EXERCISE INPUTS:
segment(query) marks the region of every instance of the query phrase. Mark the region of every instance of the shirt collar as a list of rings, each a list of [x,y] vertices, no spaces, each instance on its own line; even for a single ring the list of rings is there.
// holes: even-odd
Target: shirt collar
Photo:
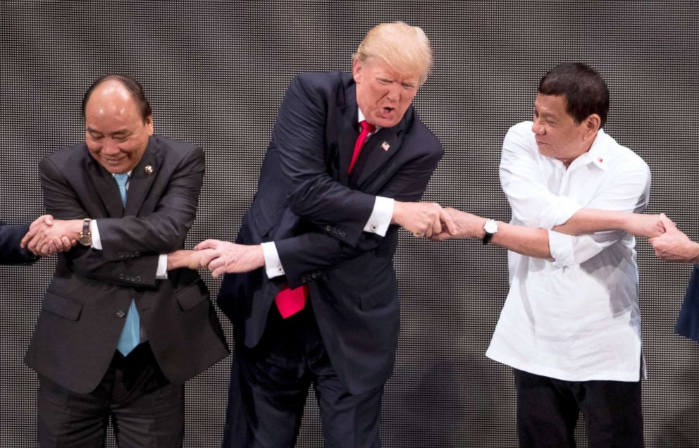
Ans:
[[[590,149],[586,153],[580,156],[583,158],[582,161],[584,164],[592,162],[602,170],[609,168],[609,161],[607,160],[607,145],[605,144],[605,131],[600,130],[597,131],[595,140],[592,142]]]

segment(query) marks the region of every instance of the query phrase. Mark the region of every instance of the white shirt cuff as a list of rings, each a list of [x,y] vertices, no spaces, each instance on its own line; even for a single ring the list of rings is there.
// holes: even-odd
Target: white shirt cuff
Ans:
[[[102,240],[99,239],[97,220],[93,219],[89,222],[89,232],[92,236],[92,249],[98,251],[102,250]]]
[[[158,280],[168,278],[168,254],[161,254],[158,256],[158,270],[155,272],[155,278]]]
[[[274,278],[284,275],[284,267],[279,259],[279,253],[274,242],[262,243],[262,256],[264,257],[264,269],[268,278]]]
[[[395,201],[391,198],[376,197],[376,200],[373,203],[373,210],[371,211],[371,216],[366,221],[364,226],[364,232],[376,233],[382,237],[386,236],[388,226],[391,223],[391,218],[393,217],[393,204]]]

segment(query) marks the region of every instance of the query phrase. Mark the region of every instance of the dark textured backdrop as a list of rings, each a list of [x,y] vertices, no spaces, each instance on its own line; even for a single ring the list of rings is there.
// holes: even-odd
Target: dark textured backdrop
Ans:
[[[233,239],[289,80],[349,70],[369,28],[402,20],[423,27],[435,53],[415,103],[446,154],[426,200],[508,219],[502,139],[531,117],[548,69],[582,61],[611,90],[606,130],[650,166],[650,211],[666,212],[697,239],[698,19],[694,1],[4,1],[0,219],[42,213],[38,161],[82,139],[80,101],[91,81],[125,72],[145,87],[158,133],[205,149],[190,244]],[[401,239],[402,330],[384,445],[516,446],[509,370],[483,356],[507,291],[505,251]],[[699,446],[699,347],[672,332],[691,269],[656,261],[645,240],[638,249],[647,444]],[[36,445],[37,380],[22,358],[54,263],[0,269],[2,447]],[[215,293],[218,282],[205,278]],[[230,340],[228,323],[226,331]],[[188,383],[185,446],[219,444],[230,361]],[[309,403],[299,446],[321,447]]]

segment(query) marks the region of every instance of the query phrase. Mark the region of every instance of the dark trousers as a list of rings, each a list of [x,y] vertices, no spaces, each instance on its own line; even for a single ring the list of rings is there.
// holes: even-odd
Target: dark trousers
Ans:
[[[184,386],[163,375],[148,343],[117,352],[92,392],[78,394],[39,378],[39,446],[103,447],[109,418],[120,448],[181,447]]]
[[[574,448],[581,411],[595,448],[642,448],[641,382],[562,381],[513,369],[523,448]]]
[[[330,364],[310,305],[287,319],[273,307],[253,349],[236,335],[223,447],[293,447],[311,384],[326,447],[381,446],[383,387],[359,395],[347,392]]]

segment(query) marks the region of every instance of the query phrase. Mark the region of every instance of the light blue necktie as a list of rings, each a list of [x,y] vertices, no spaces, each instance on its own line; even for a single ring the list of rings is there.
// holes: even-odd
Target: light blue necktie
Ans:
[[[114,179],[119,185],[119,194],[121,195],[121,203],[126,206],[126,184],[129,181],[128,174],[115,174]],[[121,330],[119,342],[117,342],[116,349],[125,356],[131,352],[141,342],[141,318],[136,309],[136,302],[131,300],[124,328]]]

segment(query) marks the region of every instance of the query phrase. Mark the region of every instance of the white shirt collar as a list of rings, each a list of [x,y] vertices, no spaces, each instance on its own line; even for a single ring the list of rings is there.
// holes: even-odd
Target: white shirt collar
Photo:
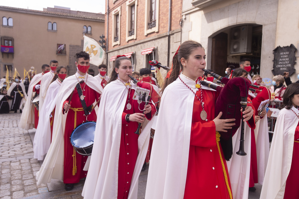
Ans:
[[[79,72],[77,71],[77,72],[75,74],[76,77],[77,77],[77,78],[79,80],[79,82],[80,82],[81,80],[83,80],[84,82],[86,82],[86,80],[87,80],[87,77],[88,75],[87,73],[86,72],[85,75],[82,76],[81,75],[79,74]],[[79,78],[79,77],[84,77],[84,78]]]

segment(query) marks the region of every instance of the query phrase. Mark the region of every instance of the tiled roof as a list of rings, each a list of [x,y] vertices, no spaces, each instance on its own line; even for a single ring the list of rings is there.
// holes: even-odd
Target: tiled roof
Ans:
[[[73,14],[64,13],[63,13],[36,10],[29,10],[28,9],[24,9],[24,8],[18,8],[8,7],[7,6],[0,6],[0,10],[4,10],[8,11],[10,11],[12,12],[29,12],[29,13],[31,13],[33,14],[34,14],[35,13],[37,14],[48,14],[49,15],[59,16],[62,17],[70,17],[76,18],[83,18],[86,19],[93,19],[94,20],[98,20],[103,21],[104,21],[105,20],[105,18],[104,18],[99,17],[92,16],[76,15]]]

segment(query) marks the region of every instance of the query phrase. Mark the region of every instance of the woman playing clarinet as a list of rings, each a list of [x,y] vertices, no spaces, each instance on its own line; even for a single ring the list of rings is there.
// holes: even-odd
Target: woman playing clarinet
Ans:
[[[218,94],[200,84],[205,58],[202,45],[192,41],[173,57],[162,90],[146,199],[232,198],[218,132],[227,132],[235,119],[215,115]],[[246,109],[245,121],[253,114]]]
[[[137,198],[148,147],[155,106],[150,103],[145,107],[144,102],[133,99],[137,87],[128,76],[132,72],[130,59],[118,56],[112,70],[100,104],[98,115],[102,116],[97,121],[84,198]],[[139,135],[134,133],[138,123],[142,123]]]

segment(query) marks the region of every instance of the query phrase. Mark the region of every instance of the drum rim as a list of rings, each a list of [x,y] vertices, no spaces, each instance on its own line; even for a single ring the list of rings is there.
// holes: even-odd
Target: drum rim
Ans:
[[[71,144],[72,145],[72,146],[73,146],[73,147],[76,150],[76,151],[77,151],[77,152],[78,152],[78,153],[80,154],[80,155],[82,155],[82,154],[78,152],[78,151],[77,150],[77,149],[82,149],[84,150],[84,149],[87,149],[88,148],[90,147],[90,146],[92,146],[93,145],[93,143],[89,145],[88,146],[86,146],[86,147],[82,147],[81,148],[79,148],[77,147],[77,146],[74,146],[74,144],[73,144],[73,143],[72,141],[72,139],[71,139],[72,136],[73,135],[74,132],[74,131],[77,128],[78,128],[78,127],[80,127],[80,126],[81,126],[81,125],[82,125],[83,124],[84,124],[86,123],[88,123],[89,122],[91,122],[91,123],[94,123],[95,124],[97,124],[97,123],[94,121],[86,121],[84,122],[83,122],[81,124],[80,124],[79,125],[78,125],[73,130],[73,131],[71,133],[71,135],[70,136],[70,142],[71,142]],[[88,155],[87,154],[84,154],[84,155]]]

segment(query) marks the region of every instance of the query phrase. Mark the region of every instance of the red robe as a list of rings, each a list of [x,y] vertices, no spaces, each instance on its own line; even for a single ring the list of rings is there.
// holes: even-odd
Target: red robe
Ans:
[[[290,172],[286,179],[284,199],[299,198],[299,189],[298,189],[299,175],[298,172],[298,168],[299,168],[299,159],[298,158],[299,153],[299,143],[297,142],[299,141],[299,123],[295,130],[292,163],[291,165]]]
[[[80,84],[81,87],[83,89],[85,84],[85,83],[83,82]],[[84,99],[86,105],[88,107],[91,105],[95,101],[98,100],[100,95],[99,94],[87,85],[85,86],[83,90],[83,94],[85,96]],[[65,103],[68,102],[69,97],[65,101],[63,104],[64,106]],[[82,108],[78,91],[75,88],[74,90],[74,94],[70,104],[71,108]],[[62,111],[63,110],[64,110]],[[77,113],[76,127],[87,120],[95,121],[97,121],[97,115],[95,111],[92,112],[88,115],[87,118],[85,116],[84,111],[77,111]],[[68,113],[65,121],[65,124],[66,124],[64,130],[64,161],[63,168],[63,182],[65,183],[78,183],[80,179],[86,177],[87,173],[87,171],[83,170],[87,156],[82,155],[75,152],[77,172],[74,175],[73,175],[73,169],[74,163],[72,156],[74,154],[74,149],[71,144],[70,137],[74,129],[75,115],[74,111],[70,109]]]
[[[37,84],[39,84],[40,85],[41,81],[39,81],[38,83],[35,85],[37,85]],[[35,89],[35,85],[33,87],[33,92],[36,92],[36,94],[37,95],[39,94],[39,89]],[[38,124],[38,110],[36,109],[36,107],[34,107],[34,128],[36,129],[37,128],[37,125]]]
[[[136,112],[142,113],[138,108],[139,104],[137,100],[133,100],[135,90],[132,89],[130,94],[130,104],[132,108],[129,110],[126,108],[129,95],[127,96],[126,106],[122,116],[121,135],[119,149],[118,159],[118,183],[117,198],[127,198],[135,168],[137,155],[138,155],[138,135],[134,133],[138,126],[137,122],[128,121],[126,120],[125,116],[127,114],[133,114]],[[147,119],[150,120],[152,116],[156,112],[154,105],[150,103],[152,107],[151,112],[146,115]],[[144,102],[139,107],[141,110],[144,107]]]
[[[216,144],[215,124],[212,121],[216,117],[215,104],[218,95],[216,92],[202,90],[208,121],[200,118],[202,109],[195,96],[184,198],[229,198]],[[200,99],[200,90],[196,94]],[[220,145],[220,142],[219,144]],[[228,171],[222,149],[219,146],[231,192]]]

--

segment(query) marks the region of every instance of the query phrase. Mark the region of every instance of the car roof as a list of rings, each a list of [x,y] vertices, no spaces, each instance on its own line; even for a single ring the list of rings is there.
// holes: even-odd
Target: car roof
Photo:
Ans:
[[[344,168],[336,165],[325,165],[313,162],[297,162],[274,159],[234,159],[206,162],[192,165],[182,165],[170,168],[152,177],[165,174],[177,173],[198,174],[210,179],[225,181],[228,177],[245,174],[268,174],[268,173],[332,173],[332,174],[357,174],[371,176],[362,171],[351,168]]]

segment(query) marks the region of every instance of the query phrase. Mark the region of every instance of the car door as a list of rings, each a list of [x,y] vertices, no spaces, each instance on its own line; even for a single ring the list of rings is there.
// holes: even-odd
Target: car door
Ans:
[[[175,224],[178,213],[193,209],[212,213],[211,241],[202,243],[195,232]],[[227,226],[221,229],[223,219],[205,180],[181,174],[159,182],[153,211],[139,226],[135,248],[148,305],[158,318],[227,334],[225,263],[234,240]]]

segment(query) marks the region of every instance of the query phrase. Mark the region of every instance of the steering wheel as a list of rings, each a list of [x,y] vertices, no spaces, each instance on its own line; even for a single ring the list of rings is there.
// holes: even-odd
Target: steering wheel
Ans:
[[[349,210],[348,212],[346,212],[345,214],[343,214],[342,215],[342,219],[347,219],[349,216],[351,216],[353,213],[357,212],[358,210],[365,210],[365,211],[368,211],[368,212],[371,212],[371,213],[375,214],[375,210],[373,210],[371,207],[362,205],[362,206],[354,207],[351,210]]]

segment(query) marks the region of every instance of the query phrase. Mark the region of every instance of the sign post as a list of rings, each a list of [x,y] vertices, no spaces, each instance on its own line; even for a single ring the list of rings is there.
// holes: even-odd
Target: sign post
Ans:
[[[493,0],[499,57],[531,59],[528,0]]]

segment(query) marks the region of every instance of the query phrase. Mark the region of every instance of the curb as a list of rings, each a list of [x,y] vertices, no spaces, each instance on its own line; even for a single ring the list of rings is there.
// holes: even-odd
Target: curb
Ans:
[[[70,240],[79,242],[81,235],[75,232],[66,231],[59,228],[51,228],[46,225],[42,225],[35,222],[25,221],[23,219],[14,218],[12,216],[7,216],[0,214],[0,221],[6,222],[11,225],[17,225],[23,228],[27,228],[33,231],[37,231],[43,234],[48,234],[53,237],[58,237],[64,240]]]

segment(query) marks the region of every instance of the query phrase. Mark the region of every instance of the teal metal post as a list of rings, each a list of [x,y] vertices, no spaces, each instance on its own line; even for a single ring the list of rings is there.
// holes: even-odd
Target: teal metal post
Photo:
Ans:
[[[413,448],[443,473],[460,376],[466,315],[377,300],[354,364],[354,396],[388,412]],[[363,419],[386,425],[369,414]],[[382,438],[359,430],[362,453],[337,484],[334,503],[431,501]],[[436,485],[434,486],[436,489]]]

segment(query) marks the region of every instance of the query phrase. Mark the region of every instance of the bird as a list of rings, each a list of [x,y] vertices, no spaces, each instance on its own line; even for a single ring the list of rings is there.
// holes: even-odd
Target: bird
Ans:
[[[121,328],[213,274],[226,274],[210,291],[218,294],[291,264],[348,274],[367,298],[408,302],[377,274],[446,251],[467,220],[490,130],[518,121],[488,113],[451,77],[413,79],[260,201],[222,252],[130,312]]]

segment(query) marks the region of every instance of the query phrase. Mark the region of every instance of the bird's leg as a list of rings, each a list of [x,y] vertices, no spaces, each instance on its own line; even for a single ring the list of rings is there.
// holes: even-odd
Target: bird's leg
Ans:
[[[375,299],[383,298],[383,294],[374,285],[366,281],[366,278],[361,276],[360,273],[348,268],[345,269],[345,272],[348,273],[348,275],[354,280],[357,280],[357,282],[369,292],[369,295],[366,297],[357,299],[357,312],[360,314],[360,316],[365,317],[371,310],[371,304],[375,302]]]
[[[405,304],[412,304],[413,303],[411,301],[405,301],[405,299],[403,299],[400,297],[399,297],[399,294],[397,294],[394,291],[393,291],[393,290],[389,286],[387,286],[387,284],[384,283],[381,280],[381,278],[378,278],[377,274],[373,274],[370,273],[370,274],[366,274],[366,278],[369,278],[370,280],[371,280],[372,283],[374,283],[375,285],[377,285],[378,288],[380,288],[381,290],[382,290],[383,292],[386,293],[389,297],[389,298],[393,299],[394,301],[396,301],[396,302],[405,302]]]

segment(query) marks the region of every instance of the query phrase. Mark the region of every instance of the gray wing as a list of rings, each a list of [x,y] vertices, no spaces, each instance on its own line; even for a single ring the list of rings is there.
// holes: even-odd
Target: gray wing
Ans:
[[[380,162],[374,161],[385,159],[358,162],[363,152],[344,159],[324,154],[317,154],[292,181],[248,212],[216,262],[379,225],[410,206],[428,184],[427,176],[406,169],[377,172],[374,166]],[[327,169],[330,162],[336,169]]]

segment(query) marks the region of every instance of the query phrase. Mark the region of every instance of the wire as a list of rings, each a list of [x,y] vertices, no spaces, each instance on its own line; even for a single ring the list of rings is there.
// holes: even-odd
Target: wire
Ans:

WRITTEN TASK: Render the data from the line containing "the car door" through the line containing "[[[493,0],[499,57],[531,59],[528,0]]]", both lines included, as a JSON list of strings with one string per line and blank lines omitted.

OUTPUT OF THE TASK:
[
  "segment(query) marks the region of every instance of the query phrase. Mark the region of every instance of the car door as a list of rings, each a list of [x,y] vertices, no spaces, each instance on its own line; even for a single ring the list of rings is there.",
  "// holes: even-odd",
  "Target: car door",
  "Ans:",
  "[[[175,224],[178,213],[193,209],[212,213],[211,241],[202,243],[195,232]],[[227,226],[221,229],[223,219],[205,180],[181,174],[159,182],[153,211],[139,226],[135,248],[148,305],[158,318],[227,334],[225,263],[234,240]]]",
  "segment(query) marks the region of every instance of the query phrase. Mark the region of every instance of the steering wheel as a list of rings, each a list of [x,y] vertices, no spaces, each instance on its own line; even for a single ring the list of rings is there.",
  "// holes: even-odd",
  "Target: steering wheel",
  "Ans:",
  "[[[349,210],[348,212],[346,212],[345,214],[343,214],[342,215],[342,219],[347,219],[349,216],[351,216],[353,213],[357,212],[358,210],[365,210],[365,211],[368,211],[368,212],[371,212],[371,213],[375,214],[375,210],[373,210],[371,207],[362,205],[362,206],[354,207],[351,210]]]",
  "segment(query) marks the region of every instance of the query phrase. Mark the region of every instance of the sign post as a list of rings, each a list of [x,y] vertices, no spaces, each instance on its own line; even for a single ring the list of rings is there.",
  "// holes: even-odd",
  "Target: sign post",
  "Ans:",
  "[[[493,0],[499,57],[531,59],[528,0]]]"
]